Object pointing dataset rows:
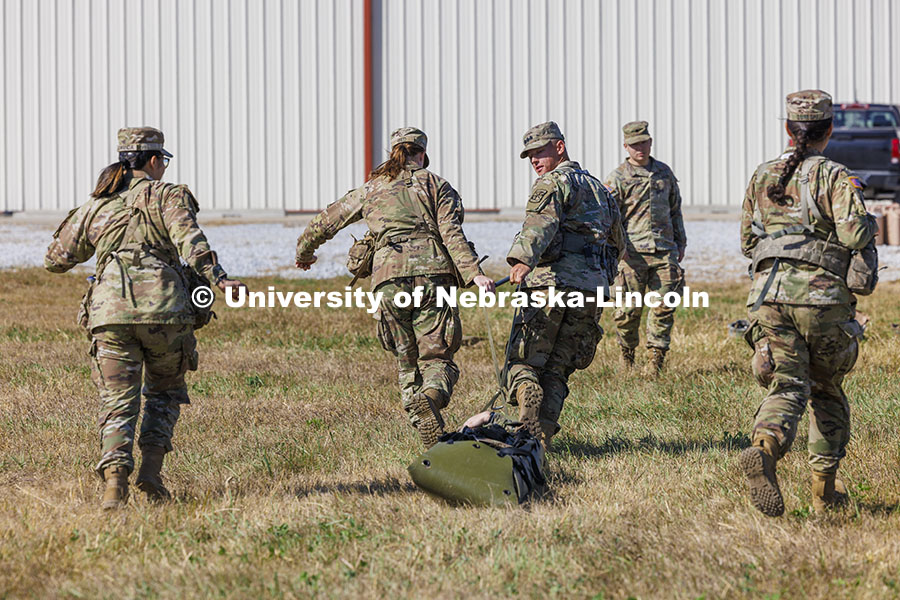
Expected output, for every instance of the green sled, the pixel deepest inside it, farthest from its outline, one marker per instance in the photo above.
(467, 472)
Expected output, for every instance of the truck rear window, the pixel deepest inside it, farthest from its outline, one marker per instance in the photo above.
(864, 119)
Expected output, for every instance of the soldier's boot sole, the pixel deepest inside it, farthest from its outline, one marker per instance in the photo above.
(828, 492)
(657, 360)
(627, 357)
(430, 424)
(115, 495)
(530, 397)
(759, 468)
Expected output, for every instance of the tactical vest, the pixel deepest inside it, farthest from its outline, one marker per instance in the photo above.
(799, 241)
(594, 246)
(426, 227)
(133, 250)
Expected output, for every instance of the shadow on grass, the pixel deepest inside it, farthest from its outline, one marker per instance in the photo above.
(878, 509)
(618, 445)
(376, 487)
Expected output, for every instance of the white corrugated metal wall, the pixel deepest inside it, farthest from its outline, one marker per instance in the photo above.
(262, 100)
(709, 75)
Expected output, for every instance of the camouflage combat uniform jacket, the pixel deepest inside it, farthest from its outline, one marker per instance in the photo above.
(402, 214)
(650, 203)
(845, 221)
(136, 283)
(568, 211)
---
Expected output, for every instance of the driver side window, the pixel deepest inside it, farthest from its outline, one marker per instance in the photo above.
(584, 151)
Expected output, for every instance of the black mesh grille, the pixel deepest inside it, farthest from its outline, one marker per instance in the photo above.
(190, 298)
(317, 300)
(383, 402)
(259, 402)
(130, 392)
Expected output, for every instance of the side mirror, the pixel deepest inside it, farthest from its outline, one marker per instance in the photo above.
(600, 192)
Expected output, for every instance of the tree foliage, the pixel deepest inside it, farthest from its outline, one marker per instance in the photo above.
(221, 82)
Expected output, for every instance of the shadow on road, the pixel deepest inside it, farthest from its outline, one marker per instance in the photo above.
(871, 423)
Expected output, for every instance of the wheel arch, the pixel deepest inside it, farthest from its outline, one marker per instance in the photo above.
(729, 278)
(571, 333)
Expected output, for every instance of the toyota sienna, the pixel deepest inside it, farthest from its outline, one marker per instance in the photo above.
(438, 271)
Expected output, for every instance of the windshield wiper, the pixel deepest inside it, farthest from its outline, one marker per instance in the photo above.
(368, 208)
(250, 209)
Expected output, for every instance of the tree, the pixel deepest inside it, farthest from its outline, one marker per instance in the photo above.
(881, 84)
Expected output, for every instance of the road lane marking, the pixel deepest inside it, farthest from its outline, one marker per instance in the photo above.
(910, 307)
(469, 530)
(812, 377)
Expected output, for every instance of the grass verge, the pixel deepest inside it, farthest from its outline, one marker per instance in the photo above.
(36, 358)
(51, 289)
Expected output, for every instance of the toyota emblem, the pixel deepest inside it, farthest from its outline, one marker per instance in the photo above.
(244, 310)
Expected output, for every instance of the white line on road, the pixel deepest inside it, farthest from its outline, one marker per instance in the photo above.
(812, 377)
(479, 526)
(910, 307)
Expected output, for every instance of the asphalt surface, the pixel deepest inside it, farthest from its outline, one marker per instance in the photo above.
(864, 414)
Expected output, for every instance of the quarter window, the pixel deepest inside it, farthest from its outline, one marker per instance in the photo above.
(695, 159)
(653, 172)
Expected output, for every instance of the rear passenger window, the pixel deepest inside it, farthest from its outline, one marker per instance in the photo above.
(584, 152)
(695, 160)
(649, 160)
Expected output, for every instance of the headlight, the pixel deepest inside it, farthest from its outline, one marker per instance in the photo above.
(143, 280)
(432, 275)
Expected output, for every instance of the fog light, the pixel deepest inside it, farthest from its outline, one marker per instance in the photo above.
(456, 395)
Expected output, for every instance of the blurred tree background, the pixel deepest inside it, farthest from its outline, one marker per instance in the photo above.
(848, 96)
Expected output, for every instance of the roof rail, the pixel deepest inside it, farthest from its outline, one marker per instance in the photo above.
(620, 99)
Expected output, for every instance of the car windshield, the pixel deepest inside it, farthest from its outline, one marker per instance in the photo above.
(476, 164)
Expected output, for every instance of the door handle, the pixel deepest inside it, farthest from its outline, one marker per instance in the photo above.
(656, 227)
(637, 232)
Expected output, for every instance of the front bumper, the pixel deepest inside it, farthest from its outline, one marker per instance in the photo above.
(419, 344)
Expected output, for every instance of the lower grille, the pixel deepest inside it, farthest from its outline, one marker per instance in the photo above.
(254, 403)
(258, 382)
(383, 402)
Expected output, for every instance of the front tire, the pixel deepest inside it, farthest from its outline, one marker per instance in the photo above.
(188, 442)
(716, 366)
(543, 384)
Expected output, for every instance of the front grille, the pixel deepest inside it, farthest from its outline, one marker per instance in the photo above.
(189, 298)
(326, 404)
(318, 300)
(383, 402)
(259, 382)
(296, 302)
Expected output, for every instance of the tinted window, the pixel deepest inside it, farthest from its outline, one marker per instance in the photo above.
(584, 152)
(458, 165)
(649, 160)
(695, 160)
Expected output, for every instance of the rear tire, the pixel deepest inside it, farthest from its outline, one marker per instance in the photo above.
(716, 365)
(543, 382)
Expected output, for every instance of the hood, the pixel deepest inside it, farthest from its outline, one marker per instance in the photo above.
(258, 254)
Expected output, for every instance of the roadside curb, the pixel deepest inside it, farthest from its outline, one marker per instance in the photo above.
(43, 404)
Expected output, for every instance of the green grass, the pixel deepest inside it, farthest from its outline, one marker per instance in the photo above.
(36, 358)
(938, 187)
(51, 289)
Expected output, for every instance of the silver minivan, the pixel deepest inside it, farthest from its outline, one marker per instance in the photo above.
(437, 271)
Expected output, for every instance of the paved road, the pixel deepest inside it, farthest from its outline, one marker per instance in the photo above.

Problem to work on = How many lines in the data above contain the word "rear"? Reply with the number only.

Solution below = 3